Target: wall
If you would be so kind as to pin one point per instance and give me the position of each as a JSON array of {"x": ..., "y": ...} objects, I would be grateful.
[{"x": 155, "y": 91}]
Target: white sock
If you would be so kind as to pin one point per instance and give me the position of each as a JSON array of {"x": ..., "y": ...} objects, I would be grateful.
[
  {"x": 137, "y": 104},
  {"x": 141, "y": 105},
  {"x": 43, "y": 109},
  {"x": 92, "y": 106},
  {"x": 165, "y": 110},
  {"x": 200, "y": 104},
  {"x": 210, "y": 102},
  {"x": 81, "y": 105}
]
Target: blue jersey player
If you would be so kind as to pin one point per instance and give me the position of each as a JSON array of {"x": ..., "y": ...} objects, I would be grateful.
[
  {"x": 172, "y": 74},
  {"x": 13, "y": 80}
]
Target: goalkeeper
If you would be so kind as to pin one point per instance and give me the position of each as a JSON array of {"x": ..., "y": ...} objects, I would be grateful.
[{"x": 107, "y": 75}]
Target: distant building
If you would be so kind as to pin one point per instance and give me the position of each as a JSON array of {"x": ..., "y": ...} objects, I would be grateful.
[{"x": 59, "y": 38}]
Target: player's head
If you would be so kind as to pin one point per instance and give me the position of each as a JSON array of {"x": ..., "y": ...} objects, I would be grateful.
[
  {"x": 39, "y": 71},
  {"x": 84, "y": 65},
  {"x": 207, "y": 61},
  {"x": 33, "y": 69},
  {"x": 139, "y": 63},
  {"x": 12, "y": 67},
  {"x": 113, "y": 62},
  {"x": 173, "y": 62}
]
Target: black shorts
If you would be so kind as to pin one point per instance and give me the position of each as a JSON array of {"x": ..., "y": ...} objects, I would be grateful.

__________________________________________________

▶ _DESCRIPTION OF THE TASK_: Retype every record above exactly as written.

▶ _ANSWER TO THIS EXERCISE_:
Target: wall
If you would be so kind as to pin one point per instance and give me the position of each as a JSON array of {"x": ..., "y": ...} objects, I would be grateful.
[{"x": 155, "y": 91}]
Target: white sock
If you would be so kind as to pin one point per instance and give me the position of each as a JSON array of {"x": ..., "y": ...} objects, I would be grateful.
[
  {"x": 137, "y": 104},
  {"x": 141, "y": 105},
  {"x": 43, "y": 109},
  {"x": 92, "y": 106},
  {"x": 165, "y": 110},
  {"x": 200, "y": 104},
  {"x": 210, "y": 102},
  {"x": 81, "y": 105}
]
Target: blue jersey player
If you would be so kind as to pin one point per instance and give me the position of each as a JSON array of {"x": ..., "y": ...} objects, I would be grateful.
[
  {"x": 172, "y": 74},
  {"x": 13, "y": 80}
]
Target: goalkeeper
If you would be so kind as to pin one point per instance and give me the position of each as a JSON array of {"x": ..., "y": ...} objects, I would be grateful.
[{"x": 107, "y": 75}]
Target: distant building
If you would be so kind as to pin one point per instance and give me the position of each as a JSON array of {"x": ..., "y": ...} objects, I would be grateful.
[{"x": 59, "y": 38}]
Target: player's head
If you would be so kind as to pin one point per instance and give me the position of each as a JSON array of {"x": ..., "y": ...} objects, I would be grateful.
[
  {"x": 39, "y": 71},
  {"x": 84, "y": 65},
  {"x": 207, "y": 61},
  {"x": 33, "y": 69},
  {"x": 139, "y": 63},
  {"x": 12, "y": 67},
  {"x": 113, "y": 62},
  {"x": 173, "y": 62}
]
Target: black shorts
If you would be so kind as to pin one point per instance and give me the position of each as a JSON array of {"x": ..., "y": ...} objects, I would be grateful.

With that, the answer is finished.